── Exercise input
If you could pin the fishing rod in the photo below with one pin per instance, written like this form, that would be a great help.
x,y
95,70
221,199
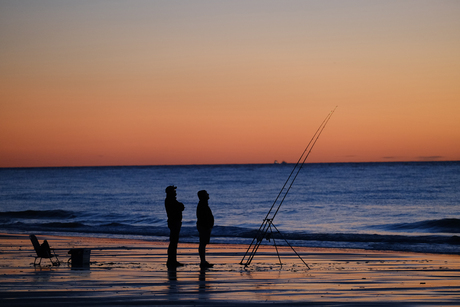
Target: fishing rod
x,y
267,223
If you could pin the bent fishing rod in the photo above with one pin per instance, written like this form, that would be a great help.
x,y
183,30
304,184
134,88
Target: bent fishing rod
x,y
267,223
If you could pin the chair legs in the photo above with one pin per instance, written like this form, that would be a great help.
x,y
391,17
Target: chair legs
x,y
56,262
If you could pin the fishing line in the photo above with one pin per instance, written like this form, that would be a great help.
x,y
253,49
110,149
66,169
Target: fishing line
x,y
268,222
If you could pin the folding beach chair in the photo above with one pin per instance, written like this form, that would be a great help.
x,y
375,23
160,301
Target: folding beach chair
x,y
43,251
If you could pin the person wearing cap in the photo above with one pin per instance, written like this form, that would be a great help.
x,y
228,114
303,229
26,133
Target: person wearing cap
x,y
204,224
174,210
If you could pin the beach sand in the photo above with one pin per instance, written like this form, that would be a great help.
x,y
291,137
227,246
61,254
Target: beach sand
x,y
133,272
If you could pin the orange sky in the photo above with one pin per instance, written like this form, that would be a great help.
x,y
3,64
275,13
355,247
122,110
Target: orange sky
x,y
208,82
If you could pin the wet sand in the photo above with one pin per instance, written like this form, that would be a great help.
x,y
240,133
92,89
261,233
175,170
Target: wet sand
x,y
133,272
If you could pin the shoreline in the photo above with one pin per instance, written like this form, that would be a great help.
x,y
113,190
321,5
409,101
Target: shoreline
x,y
133,272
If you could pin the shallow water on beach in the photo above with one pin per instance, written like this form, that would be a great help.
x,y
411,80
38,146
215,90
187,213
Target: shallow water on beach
x,y
389,206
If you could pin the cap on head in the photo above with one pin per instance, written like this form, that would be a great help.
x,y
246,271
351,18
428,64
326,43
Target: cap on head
x,y
202,194
171,189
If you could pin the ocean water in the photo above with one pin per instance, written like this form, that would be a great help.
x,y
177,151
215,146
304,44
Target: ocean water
x,y
382,206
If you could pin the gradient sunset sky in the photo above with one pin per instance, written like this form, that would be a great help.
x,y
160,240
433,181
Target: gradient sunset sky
x,y
86,83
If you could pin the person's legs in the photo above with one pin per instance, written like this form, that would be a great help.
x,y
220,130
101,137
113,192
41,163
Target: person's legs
x,y
173,242
205,235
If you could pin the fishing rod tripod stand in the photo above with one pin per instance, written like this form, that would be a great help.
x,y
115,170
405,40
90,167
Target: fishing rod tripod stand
x,y
266,229
268,235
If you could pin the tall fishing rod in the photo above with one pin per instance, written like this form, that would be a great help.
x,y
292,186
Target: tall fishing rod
x,y
267,223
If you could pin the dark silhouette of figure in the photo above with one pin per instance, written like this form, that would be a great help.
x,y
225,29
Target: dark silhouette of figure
x,y
204,224
174,211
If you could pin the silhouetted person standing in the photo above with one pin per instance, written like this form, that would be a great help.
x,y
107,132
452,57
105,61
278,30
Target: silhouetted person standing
x,y
204,224
174,211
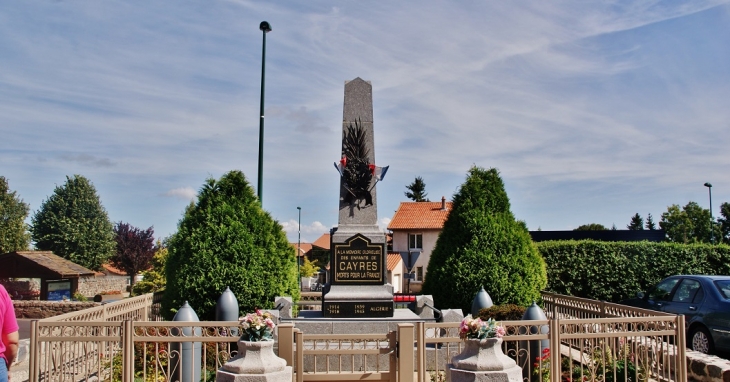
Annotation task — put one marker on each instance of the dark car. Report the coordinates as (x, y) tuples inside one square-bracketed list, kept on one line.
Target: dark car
[(703, 300)]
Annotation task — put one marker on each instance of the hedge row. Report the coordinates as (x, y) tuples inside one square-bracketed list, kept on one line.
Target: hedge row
[(613, 271)]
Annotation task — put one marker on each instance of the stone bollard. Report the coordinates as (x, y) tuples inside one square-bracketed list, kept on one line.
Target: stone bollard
[(189, 353), (256, 362), (481, 301)]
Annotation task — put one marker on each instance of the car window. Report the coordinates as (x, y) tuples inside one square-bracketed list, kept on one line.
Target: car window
[(686, 291), (699, 296), (662, 290), (724, 287)]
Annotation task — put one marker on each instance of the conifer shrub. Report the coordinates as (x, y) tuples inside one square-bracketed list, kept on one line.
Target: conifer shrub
[(227, 240), (483, 244), (615, 271)]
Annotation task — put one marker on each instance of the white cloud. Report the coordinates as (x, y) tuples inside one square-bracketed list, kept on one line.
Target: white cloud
[(185, 193)]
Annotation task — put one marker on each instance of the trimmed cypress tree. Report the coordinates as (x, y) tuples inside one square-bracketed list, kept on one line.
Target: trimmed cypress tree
[(74, 225), (482, 244), (227, 240)]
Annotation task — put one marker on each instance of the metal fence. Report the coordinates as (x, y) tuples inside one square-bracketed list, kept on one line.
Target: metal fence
[(129, 347)]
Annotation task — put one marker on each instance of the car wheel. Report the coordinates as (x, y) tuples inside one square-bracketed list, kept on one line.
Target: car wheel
[(700, 340)]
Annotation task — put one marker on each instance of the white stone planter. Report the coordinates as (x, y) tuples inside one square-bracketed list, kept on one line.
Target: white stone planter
[(483, 360), (255, 362)]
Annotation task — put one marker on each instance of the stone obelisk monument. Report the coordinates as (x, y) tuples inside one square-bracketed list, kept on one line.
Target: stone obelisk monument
[(358, 285)]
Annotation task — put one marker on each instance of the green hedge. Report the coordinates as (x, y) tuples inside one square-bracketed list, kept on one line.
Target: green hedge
[(613, 271)]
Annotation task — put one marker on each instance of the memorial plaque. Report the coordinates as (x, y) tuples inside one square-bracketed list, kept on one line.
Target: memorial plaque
[(359, 262), (359, 309)]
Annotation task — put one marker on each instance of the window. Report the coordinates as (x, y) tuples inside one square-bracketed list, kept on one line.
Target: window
[(662, 291), (419, 273), (415, 241), (686, 291)]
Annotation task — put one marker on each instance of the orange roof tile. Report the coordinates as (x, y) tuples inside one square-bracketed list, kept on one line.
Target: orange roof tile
[(394, 260), (420, 215), (323, 241)]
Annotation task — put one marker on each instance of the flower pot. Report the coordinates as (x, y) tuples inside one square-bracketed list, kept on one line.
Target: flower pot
[(482, 355), (255, 358)]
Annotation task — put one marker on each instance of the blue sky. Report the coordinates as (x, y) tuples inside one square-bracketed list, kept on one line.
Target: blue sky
[(592, 111)]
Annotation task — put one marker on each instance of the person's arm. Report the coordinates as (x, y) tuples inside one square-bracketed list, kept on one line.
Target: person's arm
[(11, 346)]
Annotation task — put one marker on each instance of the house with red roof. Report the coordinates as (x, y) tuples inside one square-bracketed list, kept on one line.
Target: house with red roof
[(416, 227)]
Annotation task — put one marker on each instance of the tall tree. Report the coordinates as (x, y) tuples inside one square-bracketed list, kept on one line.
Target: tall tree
[(74, 225), (153, 279), (135, 249), (724, 222), (650, 225), (637, 223), (417, 190), (14, 234), (227, 240), (689, 224), (591, 227), (482, 244)]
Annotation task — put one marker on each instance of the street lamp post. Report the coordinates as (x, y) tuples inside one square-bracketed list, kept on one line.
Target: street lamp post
[(266, 28), (299, 245), (712, 220)]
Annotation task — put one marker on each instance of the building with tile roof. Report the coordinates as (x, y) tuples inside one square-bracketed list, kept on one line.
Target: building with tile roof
[(416, 227)]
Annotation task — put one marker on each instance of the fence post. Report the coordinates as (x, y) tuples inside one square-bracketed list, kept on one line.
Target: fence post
[(127, 352), (421, 350), (286, 343), (555, 374), (405, 352), (300, 355), (681, 349)]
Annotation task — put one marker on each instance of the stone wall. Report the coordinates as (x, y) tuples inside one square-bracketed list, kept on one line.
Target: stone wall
[(29, 289), (45, 309), (92, 285)]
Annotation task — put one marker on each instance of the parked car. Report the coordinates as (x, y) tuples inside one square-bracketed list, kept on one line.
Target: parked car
[(703, 300)]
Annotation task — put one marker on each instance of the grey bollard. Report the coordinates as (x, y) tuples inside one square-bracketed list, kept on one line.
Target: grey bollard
[(226, 309), (422, 310), (481, 301), (534, 348), (189, 353), (283, 306)]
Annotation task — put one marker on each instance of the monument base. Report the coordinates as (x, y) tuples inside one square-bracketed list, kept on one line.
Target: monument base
[(513, 374), (358, 301)]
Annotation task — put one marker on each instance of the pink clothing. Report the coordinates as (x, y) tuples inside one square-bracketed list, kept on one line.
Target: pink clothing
[(8, 323)]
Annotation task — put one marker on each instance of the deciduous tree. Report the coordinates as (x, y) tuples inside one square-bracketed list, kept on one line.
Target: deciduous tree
[(227, 240), (725, 222), (74, 225), (650, 225), (135, 249), (637, 223), (689, 224), (14, 234), (417, 190), (482, 244)]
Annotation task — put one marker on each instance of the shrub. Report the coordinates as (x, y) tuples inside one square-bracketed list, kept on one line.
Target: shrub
[(482, 244), (614, 271), (227, 240), (507, 312)]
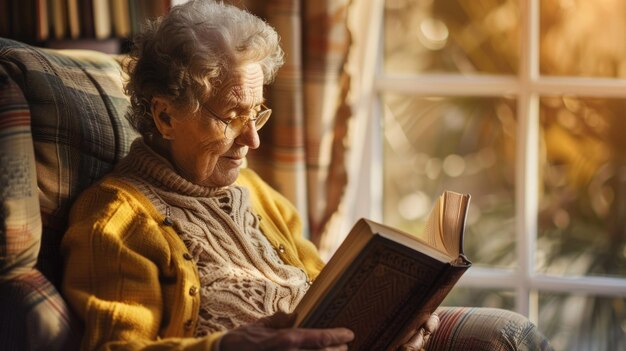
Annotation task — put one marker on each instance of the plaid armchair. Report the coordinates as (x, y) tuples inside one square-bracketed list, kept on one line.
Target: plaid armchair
[(62, 128)]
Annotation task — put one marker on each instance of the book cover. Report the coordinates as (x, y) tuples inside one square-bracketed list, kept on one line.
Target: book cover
[(383, 283)]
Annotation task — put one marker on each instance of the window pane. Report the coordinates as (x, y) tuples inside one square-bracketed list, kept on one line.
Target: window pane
[(581, 323), (461, 144), (469, 297), (582, 201), (583, 38), (464, 36)]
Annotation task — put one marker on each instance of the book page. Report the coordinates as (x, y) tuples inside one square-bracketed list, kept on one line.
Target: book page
[(446, 222)]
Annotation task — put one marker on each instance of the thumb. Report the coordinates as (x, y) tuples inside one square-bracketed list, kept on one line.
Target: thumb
[(279, 320)]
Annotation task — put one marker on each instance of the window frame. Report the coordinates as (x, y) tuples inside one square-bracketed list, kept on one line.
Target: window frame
────
What the task asks: Each line holding "frame" should be copied from the material above.

Your solution:
Annotation task — put one marker on each instance of the window frame. Report the coordinates as (x, y) tuples inside one square-bracketed list, kept on one line.
Target: window frame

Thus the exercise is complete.